(Source records)
========================================
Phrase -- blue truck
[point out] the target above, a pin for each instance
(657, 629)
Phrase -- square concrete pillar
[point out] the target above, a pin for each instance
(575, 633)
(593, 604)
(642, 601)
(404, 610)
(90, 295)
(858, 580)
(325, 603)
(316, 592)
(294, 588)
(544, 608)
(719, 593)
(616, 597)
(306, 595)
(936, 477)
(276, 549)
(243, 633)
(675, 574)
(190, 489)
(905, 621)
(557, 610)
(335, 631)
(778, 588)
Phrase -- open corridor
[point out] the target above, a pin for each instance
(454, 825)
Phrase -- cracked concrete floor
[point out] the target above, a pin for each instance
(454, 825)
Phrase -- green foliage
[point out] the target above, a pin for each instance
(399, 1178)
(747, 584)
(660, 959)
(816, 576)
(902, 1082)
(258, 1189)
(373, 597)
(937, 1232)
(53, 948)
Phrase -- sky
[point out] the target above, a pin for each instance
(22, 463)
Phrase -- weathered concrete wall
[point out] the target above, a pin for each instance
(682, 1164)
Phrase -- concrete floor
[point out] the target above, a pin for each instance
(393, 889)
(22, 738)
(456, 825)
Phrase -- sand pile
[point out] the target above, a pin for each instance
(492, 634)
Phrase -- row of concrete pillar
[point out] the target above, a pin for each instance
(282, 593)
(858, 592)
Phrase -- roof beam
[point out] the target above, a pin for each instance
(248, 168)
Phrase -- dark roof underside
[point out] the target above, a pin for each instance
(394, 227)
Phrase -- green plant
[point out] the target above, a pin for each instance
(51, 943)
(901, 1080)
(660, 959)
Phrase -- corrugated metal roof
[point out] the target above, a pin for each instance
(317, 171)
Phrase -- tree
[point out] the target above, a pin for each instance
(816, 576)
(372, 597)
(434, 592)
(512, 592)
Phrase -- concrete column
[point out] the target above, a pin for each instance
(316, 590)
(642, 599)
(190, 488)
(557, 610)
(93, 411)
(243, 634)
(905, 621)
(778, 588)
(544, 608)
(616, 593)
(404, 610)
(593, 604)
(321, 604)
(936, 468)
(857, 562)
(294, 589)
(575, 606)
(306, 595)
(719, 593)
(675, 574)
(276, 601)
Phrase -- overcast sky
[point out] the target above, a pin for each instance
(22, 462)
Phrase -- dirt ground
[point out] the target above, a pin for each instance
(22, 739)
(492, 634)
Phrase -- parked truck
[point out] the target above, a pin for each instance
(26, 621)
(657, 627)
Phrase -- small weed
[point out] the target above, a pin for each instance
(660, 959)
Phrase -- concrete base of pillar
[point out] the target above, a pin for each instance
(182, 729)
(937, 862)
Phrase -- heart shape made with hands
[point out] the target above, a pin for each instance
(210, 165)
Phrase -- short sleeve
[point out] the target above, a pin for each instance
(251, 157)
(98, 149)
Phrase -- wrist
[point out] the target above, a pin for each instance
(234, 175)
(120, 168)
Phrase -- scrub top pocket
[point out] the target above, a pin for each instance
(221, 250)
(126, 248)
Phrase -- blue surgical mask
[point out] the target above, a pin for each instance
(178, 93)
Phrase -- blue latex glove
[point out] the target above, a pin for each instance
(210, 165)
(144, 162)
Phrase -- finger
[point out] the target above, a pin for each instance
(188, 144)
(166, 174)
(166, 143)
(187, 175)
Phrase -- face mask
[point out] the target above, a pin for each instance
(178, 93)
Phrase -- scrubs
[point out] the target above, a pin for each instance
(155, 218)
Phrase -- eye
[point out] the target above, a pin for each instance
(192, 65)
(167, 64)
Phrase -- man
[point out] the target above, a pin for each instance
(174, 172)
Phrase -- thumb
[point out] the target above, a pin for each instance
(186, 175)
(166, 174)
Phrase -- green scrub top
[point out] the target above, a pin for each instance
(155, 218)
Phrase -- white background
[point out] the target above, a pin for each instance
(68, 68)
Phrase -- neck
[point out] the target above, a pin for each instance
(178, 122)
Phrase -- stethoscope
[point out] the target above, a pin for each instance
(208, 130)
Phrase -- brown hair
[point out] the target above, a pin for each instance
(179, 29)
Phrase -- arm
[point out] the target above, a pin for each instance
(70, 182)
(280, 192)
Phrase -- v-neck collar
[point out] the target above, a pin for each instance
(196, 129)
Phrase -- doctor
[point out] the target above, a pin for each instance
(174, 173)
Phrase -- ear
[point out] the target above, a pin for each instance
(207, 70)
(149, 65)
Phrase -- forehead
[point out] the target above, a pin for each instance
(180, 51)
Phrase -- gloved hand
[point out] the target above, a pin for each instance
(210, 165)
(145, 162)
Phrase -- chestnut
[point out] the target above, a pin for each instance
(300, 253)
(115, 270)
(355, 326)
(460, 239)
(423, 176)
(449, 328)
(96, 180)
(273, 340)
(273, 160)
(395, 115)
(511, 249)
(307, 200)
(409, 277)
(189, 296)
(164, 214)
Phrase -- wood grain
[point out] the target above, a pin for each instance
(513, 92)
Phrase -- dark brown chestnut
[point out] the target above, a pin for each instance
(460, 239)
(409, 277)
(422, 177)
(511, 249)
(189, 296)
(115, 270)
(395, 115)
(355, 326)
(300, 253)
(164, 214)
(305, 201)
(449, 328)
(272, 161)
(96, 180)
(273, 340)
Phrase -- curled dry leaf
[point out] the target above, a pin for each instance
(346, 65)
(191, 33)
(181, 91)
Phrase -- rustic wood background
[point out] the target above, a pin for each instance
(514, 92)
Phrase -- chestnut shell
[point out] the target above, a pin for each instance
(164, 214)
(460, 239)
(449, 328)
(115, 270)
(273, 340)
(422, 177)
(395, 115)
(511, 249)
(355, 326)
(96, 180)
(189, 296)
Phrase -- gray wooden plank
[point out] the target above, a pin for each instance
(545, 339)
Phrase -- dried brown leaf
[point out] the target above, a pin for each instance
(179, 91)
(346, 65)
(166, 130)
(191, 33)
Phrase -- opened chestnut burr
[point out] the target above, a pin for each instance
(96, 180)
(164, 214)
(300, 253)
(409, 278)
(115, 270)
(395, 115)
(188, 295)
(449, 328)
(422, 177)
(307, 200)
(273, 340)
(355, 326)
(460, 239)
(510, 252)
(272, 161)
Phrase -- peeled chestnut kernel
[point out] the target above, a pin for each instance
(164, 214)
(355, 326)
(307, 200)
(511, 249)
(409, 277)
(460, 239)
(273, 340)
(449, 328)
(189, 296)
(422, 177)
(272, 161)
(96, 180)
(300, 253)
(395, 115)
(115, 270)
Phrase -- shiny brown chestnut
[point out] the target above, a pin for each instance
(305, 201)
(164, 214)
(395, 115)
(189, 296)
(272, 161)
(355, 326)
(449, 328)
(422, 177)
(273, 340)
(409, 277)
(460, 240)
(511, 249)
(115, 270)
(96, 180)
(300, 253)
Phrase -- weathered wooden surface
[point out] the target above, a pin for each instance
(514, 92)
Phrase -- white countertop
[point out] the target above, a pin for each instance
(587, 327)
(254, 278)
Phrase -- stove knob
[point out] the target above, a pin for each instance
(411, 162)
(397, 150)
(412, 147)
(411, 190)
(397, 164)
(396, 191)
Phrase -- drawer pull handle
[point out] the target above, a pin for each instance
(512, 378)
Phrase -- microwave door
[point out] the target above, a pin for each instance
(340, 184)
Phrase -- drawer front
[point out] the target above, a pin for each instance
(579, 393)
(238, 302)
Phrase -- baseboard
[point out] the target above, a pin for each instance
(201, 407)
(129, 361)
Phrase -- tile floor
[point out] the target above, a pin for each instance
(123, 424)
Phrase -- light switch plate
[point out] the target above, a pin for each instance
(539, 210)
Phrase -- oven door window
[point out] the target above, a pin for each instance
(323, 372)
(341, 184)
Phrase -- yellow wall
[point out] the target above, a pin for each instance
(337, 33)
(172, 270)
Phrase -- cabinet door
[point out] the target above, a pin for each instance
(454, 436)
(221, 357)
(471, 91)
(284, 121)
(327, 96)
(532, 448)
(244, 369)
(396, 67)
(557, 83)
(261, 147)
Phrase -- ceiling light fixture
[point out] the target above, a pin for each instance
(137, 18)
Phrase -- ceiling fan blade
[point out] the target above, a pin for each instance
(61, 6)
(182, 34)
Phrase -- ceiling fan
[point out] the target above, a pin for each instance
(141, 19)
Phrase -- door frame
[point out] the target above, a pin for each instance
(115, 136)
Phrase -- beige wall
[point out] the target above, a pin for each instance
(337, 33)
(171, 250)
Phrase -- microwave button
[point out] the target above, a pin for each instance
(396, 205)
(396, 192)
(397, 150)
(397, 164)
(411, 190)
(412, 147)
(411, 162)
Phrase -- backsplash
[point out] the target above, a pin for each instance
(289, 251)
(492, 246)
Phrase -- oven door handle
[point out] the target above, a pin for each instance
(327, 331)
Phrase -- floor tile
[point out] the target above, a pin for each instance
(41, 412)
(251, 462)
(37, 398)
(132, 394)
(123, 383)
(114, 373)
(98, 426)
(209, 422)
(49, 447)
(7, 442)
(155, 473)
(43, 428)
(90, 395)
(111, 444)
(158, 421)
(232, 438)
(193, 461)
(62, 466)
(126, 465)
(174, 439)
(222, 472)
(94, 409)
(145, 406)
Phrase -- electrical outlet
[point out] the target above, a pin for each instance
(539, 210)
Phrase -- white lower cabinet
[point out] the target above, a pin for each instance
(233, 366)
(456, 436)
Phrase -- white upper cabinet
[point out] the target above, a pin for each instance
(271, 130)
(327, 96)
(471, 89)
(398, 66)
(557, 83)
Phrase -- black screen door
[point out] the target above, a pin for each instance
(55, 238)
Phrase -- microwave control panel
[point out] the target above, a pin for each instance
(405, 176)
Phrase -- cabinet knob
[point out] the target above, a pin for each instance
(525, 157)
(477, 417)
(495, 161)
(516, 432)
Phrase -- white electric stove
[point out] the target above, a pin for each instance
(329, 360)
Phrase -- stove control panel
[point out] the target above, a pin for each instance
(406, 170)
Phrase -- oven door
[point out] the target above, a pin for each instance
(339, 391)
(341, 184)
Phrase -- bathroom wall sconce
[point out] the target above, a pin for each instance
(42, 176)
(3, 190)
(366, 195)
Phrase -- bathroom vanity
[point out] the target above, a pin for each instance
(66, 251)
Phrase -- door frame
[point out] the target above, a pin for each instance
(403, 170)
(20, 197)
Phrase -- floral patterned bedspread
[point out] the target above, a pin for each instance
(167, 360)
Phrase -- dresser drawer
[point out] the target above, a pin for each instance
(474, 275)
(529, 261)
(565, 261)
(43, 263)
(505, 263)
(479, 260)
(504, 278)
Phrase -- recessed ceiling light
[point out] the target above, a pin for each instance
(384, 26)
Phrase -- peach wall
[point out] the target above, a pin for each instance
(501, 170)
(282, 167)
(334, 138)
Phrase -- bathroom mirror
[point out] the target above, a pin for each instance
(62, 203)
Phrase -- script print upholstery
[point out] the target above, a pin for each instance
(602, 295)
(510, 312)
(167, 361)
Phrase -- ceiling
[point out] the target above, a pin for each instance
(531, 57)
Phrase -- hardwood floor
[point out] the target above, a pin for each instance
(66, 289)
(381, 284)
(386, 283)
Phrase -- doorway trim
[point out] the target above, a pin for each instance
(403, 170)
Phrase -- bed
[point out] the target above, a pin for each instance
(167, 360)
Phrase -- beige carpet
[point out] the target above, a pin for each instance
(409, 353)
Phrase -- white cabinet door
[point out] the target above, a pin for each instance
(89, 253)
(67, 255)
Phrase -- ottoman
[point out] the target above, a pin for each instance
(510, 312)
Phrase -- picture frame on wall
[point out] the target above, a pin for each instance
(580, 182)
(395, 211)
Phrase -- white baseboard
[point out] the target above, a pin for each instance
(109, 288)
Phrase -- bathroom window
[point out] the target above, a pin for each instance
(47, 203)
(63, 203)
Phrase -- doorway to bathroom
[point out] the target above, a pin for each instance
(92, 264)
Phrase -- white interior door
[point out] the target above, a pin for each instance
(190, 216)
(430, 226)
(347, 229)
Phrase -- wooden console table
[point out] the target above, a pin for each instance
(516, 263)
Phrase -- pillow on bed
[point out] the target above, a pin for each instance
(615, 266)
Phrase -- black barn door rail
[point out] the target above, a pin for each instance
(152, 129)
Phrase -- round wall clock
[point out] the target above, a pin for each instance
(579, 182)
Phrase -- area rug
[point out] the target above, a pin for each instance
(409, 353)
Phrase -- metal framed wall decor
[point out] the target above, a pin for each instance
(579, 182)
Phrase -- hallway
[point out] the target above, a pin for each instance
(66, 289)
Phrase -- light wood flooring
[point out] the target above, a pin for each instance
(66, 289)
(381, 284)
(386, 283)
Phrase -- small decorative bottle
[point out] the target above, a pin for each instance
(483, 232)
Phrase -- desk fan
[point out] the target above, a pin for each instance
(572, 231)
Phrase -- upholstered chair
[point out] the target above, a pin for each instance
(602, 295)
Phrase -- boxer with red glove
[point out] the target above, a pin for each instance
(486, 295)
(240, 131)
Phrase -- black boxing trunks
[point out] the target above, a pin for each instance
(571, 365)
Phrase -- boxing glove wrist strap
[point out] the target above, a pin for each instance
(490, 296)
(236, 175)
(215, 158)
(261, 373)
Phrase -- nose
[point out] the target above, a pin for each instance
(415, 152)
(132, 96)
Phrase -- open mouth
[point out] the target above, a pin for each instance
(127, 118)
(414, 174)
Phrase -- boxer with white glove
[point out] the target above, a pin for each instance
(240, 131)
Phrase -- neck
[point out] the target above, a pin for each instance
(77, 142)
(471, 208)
========================================
Brief
Copy only this span: the line that contains "Phrase -- white interior door", the last line, and every line between them.

Correct answer
Phrase -- white interior door
[point out] the target above, a pin for each instance
(190, 216)
(430, 226)
(347, 229)
Phrase -- wooden console table
[point out] the target above, a pin for each instance
(516, 263)
Phrase -- pillow on bed
[point out] the target above, a pin for each instance
(615, 266)
Phrase -- black barn door rail
[point out] the target above, a pin for each instance
(152, 129)
Phrase -- round wall clock
[point out] the target above, a pin for each instance
(579, 182)
Phrase -- area rug
[point out] the target above, a pin for each instance
(409, 353)
Phrase -- metal framed wall decor
[point out] the target above, a pin for each instance
(579, 182)
Phrase -- hallway
[point out] the target above, a pin for each instance
(66, 289)
Phrase -- light wood flooring
[point out] the target above, a pin for each instance
(66, 289)
(381, 284)
(386, 283)
Phrase -- small decorative bottle
[point out] the target above, a pin for each instance
(483, 232)
Phrase -- desk fan
[point out] the target above, a pin for each instance
(572, 231)
Phrase -- upholstered chair
[point out] the target above, a pin for each instance
(602, 295)
Phrase -- boxer with red glove
[point out] the target above, a pin for each instance
(486, 295)
(240, 131)
Phrase -- black boxing trunks
[point out] the target above, a pin for each instance
(571, 365)
Phrase -- boxing glove wrist strap
[point out] the target above, a pin for each instance
(490, 296)
(236, 175)
(215, 158)
(261, 373)
Phrase -- nose
[point out] the target above, a pin for each instance
(415, 152)
(132, 96)
Phrase -- open mouth
[point out] the target above, a pin for each instance
(127, 118)
(414, 174)
Phrase -- boxer with white glove
[point out] the target above, a pin for each instance
(240, 131)
Phrase -- neck
[point out] the target above, a pin for each instance
(77, 142)
(471, 208)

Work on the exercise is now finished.